### [TASK GOAL]
Please write out everything from the line containing "Task: annotation of the blue kayak." down to the last of these lines, requests included, adjusting each answer coordinate by -33 and leaving the sample coordinates unchanged.

[EXTRACTED RECORDS start]

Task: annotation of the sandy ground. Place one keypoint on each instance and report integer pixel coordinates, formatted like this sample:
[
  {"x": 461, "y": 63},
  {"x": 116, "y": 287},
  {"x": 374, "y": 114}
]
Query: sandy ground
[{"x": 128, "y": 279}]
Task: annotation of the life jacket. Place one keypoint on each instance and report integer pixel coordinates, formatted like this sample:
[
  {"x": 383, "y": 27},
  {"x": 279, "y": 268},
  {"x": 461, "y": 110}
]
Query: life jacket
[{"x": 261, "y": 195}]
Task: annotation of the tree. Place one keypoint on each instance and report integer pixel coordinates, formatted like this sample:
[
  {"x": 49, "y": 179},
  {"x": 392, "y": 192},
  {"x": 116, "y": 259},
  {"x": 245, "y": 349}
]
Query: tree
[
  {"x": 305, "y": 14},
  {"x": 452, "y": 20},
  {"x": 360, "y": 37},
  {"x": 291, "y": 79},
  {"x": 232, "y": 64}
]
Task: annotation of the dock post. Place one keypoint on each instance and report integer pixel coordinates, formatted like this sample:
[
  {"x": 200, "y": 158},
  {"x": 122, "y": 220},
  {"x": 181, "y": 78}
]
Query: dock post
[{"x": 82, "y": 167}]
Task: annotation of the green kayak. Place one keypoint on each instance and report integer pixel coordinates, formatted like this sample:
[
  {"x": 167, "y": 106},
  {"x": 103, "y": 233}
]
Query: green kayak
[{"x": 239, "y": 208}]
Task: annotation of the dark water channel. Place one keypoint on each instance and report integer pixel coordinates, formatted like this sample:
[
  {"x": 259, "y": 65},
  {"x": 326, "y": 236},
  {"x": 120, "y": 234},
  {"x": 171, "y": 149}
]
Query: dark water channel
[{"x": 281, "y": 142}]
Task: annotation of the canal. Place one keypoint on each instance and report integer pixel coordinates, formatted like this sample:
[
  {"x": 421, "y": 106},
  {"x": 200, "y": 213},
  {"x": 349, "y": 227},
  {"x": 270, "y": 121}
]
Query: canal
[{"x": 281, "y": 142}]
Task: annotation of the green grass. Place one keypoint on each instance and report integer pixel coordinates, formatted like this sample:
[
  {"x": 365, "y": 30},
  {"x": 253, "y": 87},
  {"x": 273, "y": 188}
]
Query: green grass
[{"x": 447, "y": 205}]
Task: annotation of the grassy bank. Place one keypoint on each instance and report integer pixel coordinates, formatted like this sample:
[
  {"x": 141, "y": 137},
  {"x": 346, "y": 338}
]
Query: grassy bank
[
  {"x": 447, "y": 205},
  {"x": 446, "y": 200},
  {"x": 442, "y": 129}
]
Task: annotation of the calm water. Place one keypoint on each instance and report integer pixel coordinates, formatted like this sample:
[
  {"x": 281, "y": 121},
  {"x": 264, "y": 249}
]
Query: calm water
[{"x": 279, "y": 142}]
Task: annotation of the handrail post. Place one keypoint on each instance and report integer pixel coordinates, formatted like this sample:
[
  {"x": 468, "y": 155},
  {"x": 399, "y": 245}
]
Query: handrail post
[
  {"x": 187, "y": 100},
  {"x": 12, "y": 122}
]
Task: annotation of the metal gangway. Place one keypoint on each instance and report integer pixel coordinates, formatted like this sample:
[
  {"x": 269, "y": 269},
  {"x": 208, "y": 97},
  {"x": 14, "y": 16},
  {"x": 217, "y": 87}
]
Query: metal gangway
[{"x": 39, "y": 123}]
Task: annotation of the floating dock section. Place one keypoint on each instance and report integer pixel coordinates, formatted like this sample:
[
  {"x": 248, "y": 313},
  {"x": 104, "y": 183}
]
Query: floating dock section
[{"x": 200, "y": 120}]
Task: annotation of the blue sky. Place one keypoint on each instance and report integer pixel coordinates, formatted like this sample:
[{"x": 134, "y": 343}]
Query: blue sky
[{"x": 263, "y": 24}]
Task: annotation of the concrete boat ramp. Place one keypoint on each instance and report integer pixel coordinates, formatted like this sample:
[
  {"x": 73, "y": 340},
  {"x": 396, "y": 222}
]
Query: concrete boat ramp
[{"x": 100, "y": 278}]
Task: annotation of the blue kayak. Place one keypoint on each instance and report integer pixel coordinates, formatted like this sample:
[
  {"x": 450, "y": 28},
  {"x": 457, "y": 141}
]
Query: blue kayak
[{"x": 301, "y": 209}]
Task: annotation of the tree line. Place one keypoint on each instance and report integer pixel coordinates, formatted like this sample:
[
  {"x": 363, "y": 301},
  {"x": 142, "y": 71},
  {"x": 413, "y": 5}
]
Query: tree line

[EXTRACTED RECORDS end]

### [RESPONSE BELOW]
Task: annotation of the blue kayak. Place one keypoint on each instance and report integer pixel coordinates, formatted like this sample:
[
  {"x": 450, "y": 28},
  {"x": 457, "y": 141}
]
Query: blue kayak
[{"x": 268, "y": 176}]
Task: annotation of the tree line. Place one keypoint on each instance and report integer pixel coordinates, formatted like this sample:
[
  {"x": 363, "y": 301},
  {"x": 142, "y": 71},
  {"x": 413, "y": 5}
]
Query: tree line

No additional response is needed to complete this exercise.